WORK INSTRUCTIONS: With the pictures left out, reproduce exactly the lines from the one containing "like [102, 638]." through the final line of the entries.

DATA FOR THIS EXERCISE:
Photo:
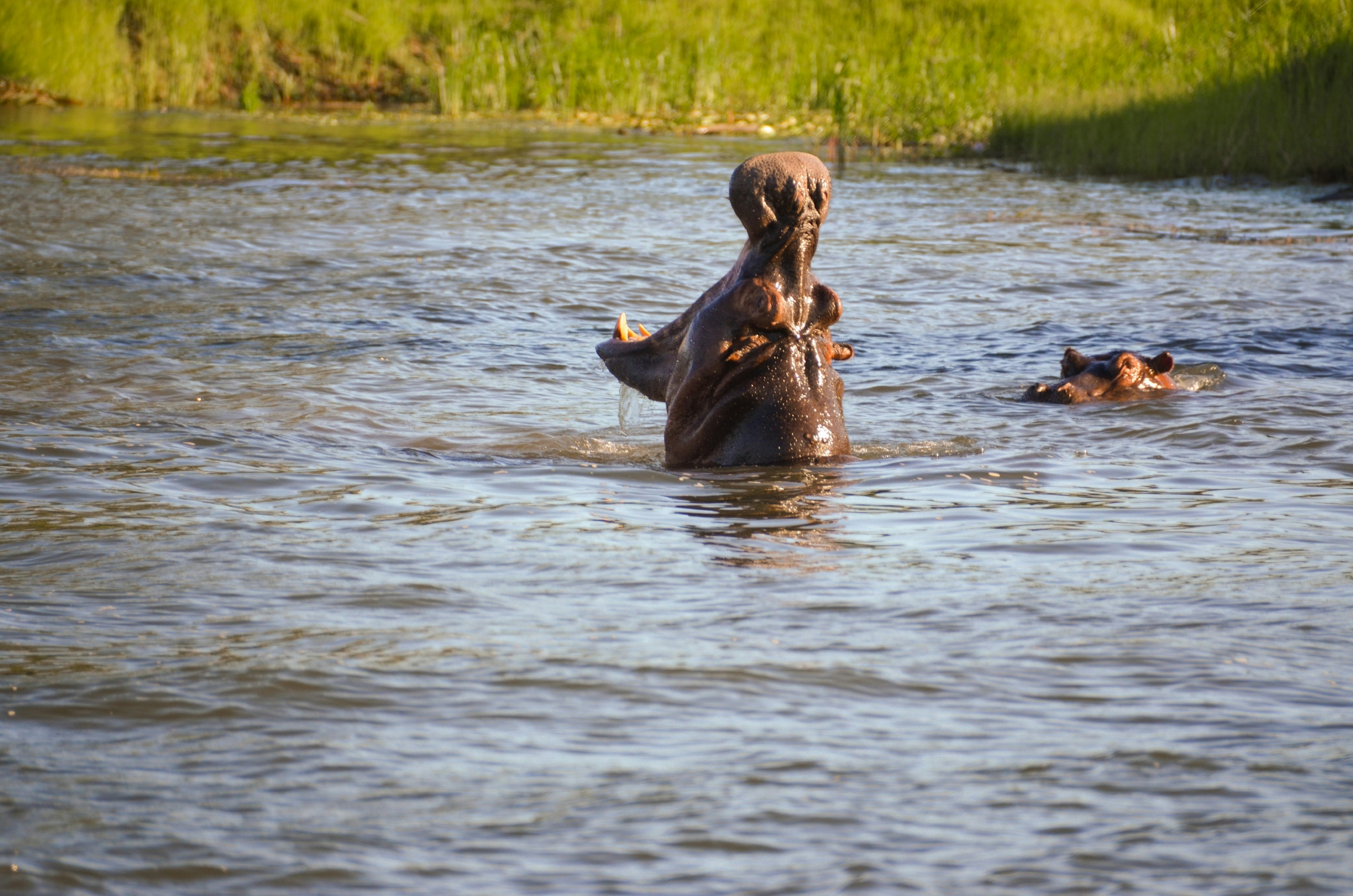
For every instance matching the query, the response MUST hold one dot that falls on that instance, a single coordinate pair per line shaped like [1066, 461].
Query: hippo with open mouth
[746, 371]
[1113, 377]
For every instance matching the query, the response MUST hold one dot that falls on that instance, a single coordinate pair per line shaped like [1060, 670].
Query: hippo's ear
[1074, 363]
[1126, 363]
[1163, 363]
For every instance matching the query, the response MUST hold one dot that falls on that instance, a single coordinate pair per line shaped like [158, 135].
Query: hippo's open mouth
[746, 371]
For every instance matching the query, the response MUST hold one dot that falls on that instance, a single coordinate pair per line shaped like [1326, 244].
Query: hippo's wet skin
[747, 369]
[1113, 377]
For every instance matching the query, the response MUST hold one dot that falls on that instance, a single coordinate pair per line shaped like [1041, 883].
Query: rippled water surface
[333, 561]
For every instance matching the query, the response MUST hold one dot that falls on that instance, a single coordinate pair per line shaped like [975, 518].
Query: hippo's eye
[747, 343]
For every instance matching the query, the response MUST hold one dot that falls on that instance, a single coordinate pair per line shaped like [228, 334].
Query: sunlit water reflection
[332, 560]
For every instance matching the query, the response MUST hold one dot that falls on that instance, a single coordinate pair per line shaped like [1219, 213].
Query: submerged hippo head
[1113, 377]
[747, 369]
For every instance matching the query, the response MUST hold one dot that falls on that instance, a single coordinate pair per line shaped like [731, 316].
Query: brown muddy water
[333, 561]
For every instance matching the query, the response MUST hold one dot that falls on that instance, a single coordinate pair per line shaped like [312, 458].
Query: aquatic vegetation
[1103, 86]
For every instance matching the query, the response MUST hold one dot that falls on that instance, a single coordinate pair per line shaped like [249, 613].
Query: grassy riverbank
[1105, 86]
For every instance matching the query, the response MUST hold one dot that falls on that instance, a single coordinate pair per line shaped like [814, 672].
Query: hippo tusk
[627, 335]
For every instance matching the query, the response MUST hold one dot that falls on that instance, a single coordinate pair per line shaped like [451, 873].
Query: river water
[333, 561]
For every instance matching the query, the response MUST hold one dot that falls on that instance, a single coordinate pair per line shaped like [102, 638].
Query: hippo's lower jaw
[780, 405]
[1060, 396]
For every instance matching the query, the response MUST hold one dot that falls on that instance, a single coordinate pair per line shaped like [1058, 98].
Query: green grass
[1102, 86]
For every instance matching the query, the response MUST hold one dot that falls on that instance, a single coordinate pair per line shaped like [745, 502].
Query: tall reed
[923, 72]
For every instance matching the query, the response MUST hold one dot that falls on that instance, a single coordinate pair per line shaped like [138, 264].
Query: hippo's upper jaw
[1111, 377]
[747, 369]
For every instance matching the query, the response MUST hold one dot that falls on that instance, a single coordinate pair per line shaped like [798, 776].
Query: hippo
[746, 371]
[1113, 377]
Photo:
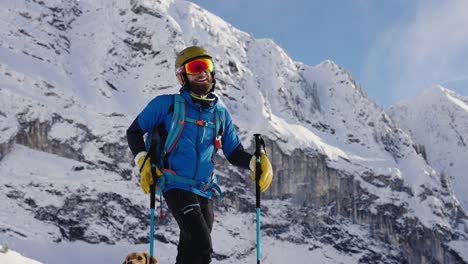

RESPONSE TO THIS EXERCISE:
For every instance matching the query, the response MUST hold one dot that falls on that instance, a single coordinate pair per line shaped like [102, 638].
Query: hippo's lower jaw
[780, 405]
[1060, 396]
For every instance matching the query, the response MUST hold one dot that falls on that instance, a single coordinate pair per line shaped like [1058, 98].
Query: green grass
[1102, 86]
For every instance matching the query, the response MUST hold one dot that falls on that instance, a single coordinate pair per line shaped like [745, 502].
Query: tall reed
[923, 72]
For every instance matching the query, the response MUST hold one dot that falls on that instance, a single coordinate pair per line shaped like [138, 264].
Query: hippo's upper jaw
[1111, 377]
[747, 369]
For every instance matching the query, the response MUST hold one dot that falls on that instance, a single coordinate pair per line shaped like [798, 776].
Query: hippo
[746, 371]
[1113, 377]
Photo:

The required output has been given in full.